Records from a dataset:
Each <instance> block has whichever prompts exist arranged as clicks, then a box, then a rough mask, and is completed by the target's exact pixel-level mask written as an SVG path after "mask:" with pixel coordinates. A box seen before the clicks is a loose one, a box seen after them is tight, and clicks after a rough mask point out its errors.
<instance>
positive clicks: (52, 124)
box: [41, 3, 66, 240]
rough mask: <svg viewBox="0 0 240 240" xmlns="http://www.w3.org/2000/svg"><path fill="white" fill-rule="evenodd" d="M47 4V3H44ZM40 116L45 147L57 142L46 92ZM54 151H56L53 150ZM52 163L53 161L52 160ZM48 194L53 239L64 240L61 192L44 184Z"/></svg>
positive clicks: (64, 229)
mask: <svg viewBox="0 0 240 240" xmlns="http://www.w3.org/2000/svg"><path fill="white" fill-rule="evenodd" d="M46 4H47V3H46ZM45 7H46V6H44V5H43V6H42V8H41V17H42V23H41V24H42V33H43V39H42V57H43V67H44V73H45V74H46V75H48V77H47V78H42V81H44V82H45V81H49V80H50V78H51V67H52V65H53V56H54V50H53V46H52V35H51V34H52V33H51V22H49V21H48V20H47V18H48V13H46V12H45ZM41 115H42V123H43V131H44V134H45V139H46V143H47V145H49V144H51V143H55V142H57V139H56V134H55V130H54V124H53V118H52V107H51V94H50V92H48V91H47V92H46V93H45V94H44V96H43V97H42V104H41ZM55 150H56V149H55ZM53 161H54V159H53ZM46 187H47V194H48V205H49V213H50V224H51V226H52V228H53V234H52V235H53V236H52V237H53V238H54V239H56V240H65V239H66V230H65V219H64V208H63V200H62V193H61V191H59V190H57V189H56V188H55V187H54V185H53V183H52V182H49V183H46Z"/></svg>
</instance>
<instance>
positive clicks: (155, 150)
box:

• [Try it] Render every line of the entries above as a JSON list of strings, one string per line, leaving out any blank lines.

• [Task response]
[
  "Each <instance> block has whichever prompts exist arranged as clicks, then a box, then a rough mask, and is completed by the target's exact pixel-level mask written as an SVG path after \"mask:\" with pixel coordinates. A box seen before the clicks is a loose one, a box seen after them is tight, and clicks after a rough mask point out its errors.",
  "<instance>",
  "positive clicks: (52, 124)",
  "box: [41, 3, 66, 240]",
  "rough mask: <svg viewBox=\"0 0 240 240\" xmlns=\"http://www.w3.org/2000/svg\"><path fill=\"white\" fill-rule=\"evenodd\" d=\"M47 4V3H44ZM40 116L45 147L57 142L46 92ZM54 151H56L53 150ZM52 163L53 161L52 160ZM48 194L53 239L64 240L61 192L44 184Z\"/></svg>",
  "positive clicks: (64, 229)",
  "mask: <svg viewBox=\"0 0 240 240\" xmlns=\"http://www.w3.org/2000/svg\"><path fill=\"white\" fill-rule=\"evenodd\" d=\"M46 4H47V3H46ZM45 7H46V6H44V5H43V6H42V8H41V17H42V23H41V24H42V33H43V39H42V57H43V67H44V73H45V74H46V75H48V77H47V78H42V81H44V82H45V81H49V80H50V78H51V67H52V65H53V56H54V50H53V46H52V35H51V34H52V33H51V22H49V21H48V20H47V18H48V13H46V12H45ZM41 115H42V123H43V131H44V134H45V139H46V143H47V145H49V144H51V143H55V142H57V139H56V134H55V130H54V124H53V118H52V107H51V94H50V92H48V91H47V92H46V93H45V94H44V96H43V97H42V104H41ZM55 150H56V149H55ZM53 161H54V159H53ZM46 187H47V194H48V205H49V213H50V224H51V226H52V228H53V234H52V235H53V236H52V237H53V238H54V239H56V240H65V239H66V230H65V219H64V208H63V200H62V193H61V191H59V190H57V189H56V188H55V187H54V185H53V183H52V182H49V183H46Z\"/></svg>",
  "</instance>",
  "<instance>",
  "positive clicks: (155, 150)",
  "box:"
]